(Rows from a dataset)
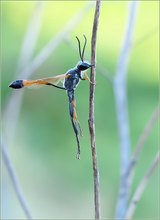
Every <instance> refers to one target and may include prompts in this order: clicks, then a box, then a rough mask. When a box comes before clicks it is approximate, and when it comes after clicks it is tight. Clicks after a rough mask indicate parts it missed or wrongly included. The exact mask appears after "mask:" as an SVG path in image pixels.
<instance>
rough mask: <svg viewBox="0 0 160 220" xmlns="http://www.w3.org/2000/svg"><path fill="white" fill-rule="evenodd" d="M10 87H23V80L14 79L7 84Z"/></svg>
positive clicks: (14, 87)
mask: <svg viewBox="0 0 160 220" xmlns="http://www.w3.org/2000/svg"><path fill="white" fill-rule="evenodd" d="M9 87H10V88H12V89H21V88H23V80H21V79H20V80H16V81H14V82H12V83H11V84H10V85H9Z"/></svg>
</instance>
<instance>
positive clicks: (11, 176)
mask: <svg viewBox="0 0 160 220" xmlns="http://www.w3.org/2000/svg"><path fill="white" fill-rule="evenodd" d="M1 151H2V158H3V161H4V164H5V166H6V168H7V171H8V174H9V177H10V179H11V181H12V184H13V187H14V190H15V192H16V195H17V198H18V200H19V202H20V204H21V207H22V209H23V211H24V213H25V215H26V217H27V219H32V214H31V212H30V210H29V207H28V204H27V201H26V199H25V196H24V194H23V192H22V189H21V186H20V183H19V180H18V177H17V174H16V171H15V169H14V166H13V164H12V162H11V159H10V158H9V154H8V151H7V148H6V146H4V145H3V144H2V146H1Z"/></svg>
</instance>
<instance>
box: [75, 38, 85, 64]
mask: <svg viewBox="0 0 160 220" xmlns="http://www.w3.org/2000/svg"><path fill="white" fill-rule="evenodd" d="M76 38H77V41H78V48H79V56H80V58H81V60H82V62H83V57H82V53H81V43H80V40H79V38H78V37H77V36H76Z"/></svg>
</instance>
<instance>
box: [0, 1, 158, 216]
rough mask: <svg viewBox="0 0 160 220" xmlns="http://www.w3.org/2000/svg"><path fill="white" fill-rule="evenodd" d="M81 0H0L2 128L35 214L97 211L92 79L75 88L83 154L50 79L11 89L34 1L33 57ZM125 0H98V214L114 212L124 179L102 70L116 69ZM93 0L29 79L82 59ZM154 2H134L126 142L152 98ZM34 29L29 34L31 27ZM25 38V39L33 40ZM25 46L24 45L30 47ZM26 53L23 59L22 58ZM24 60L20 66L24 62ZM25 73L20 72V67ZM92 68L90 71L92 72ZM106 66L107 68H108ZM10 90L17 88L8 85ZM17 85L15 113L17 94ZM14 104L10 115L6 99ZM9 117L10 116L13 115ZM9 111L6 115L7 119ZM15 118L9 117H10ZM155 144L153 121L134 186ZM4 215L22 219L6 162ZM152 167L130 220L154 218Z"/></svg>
mask: <svg viewBox="0 0 160 220" xmlns="http://www.w3.org/2000/svg"><path fill="white" fill-rule="evenodd" d="M88 4H89V2H87V1H44V2H43V1H42V2H39V3H37V2H35V1H1V54H2V58H1V65H2V68H1V71H2V84H1V92H2V93H1V106H2V113H3V123H2V135H3V137H4V139H5V142H6V145H7V146H8V150H9V153H10V157H11V160H12V162H13V164H14V166H15V168H16V171H17V174H18V177H19V180H20V183H21V187H22V189H23V192H24V194H25V196H26V198H27V201H28V203H29V206H30V209H31V211H32V214H33V216H34V218H36V219H59V218H64V219H65V218H66V219H67V218H68V219H71V218H74V219H77V218H93V217H94V200H93V175H92V160H91V149H90V137H89V130H88V123H87V121H88V114H89V83H88V82H86V81H83V82H81V83H80V85H79V87H78V88H77V90H76V99H77V112H78V116H79V120H80V122H81V127H82V129H83V137H82V138H81V140H80V141H81V160H80V161H78V160H76V158H75V155H76V140H75V136H74V133H73V130H72V127H71V123H70V118H69V114H68V102H67V96H66V94H65V92H64V91H61V90H58V89H55V88H50V87H49V88H47V87H46V88H42V89H37V90H30V89H25V91H24V93H23V91H22V90H18V91H13V90H11V89H10V88H8V85H9V83H10V82H11V81H13V80H15V79H17V77H18V76H17V72H18V71H19V69H18V63H19V60H20V56H21V50H22V45H23V41H24V37H25V36H26V31H27V28H28V25H29V23H30V22H31V19H32V18H33V15H34V13H35V11H36V10H37V7H41V9H40V10H41V21H40V30H39V36H38V37H37V40H36V44H35V49H34V52H33V54H32V56H31V57H30V61H32V60H33V59H34V57H36V55H38V54H39V52H40V51H41V49H42V48H43V47H44V46H45V45H46V44H47V43H48V42H49V41H50V40H51V39H53V38H54V37H55V36H57V34H58V33H59V32H61V31H63V30H64V27H65V26H66V24H67V23H68V22H69V21H70V20H72V22H73V23H74V16H76V15H77V14H78V13H80V11H84V10H85V9H84V8H85V7H88V6H86V5H88ZM128 4H129V1H103V2H102V7H101V15H100V22H99V30H98V42H97V66H100V67H103V71H102V68H101V70H100V69H98V67H97V79H96V97H95V122H96V142H97V154H98V162H99V169H100V190H101V206H102V218H110V219H111V218H114V213H115V208H116V202H117V197H118V187H119V179H120V168H119V167H120V149H119V138H118V130H117V121H116V117H117V116H116V111H115V98H114V93H113V86H112V84H111V82H110V81H109V80H108V79H107V77H106V75H107V74H110V75H111V76H114V75H115V72H116V68H117V61H118V57H119V54H120V49H121V46H122V42H123V38H124V32H125V29H126V24H127V19H128ZM94 6H95V3H94V2H92V3H91V5H90V6H89V9H87V11H86V13H84V15H83V16H81V17H80V18H79V19H78V21H76V22H77V23H76V25H75V27H73V28H72V29H71V30H70V31H69V33H65V32H64V34H63V37H62V39H61V42H60V43H59V45H58V46H57V47H56V48H55V50H54V51H53V52H52V53H51V54H50V56H49V57H48V58H47V59H46V61H45V62H44V63H42V65H40V66H39V68H38V69H37V70H36V71H34V72H33V74H32V75H31V76H30V78H31V79H36V78H42V77H48V76H52V75H57V74H61V73H65V72H66V71H67V70H68V69H70V68H72V67H74V66H75V65H76V63H77V62H78V61H79V55H78V48H77V42H76V39H75V36H79V38H80V39H81V40H83V34H85V35H86V36H87V39H88V44H87V48H86V59H89V60H90V46H91V45H90V44H91V33H92V23H93V16H94ZM158 6H159V2H158V1H148V0H147V1H145V0H143V1H140V4H139V9H138V15H137V20H136V27H135V31H134V36H133V47H132V50H131V57H130V61H129V67H128V77H127V94H128V111H129V126H130V137H131V147H132V151H133V149H134V147H135V145H136V143H137V140H138V138H139V136H140V134H141V133H142V131H143V129H144V127H145V125H146V123H147V121H148V120H149V118H150V116H151V114H152V113H153V111H154V109H155V108H156V106H157V103H158V71H159V41H158V39H159V38H158V37H159V28H158V27H159V19H158V18H159V7H158ZM33 38H34V36H33ZM33 38H32V37H31V39H30V42H28V43H29V45H30V44H31V43H32V40H34V39H33ZM28 47H29V46H28ZM24 62H25V61H24ZM22 69H23V68H22ZM19 72H21V71H19ZM88 74H89V72H88ZM105 74H106V75H105ZM14 93H15V94H14ZM20 93H23V98H22V103H21V107H20V112H19V114H18V118H17V120H15V118H12V113H13V115H14V112H15V111H17V108H19V107H18V106H17V102H16V101H17V100H16V99H15V97H16V94H17V99H18V97H19V95H20ZM12 95H14V104H12V109H10V111H9V114H10V115H8V116H7V117H6V115H7V114H6V111H7V110H6V109H7V106H8V105H7V104H8V102H9V100H10V98H11V97H12ZM13 117H14V116H13ZM8 119H9V120H8ZM13 123H15V124H13ZM157 149H158V125H156V126H155V127H154V129H153V131H152V133H151V135H150V136H149V138H148V140H147V142H146V144H145V147H144V150H143V152H142V154H141V155H140V160H139V163H138V165H137V167H136V172H135V178H134V181H133V187H132V190H131V195H132V194H133V192H134V191H135V189H136V187H137V185H138V183H139V181H140V179H141V178H142V176H143V175H144V173H145V171H146V169H147V168H148V166H149V164H150V163H151V161H152V159H153V157H154V155H155V153H156V152H157ZM1 168H2V169H1V170H2V178H1V183H2V187H1V192H2V198H1V201H2V206H1V211H2V218H3V219H25V216H24V213H23V211H22V209H21V207H20V205H19V202H18V200H17V197H16V195H15V192H14V189H13V187H12V184H11V181H10V178H9V176H8V173H7V171H6V168H5V166H4V164H3V163H2V167H1ZM158 198H159V186H158V171H156V172H155V173H154V175H153V176H152V178H151V179H150V181H149V184H148V186H147V188H146V190H145V193H144V194H143V196H142V199H141V201H140V202H139V204H138V207H137V209H136V213H135V215H134V218H135V219H145V218H148V219H158V211H159V207H158Z"/></svg>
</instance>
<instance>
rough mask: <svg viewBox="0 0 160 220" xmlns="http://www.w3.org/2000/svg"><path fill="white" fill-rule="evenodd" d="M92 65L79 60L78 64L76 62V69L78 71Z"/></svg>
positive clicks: (86, 67) (83, 61)
mask: <svg viewBox="0 0 160 220" xmlns="http://www.w3.org/2000/svg"><path fill="white" fill-rule="evenodd" d="M92 66H93V65H92V64H90V63H88V62H87V61H80V62H79V63H78V64H77V69H79V70H80V71H83V70H87V69H88V68H90V67H92Z"/></svg>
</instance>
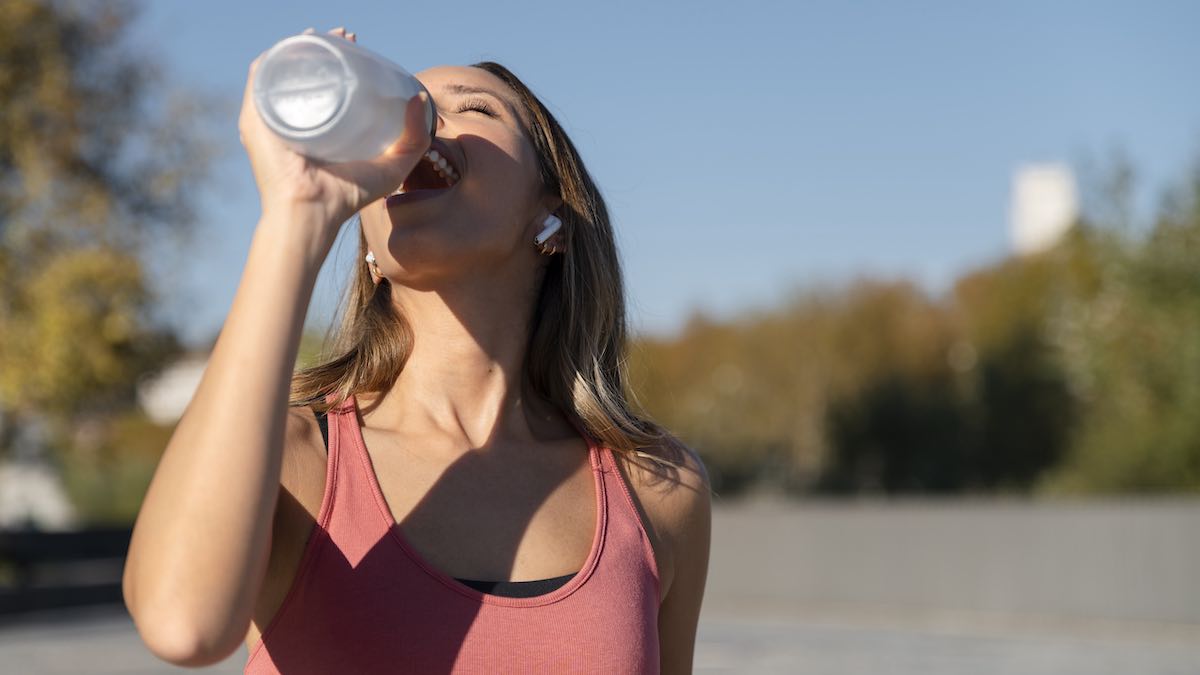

INSTRUCTIONS TO FOLLOW> Select each line in the rows above that contains the word "clicks", and copy those lines out.

TASK OUTPUT>
Every <instance> refers to one target and may include prompts in this order: clicks, then a box, then a rough mask. When a box comes before clicks it is approximate, and when it comes after clicks it is tight. Clicks after a rough mask indicate parts it missed or wrongly included. The exact mask appears after "mask:" as an SVG path in image pixels.
positive clicks: (14, 87)
positive clicks: (11, 176)
positive clicks: (86, 67) (83, 61)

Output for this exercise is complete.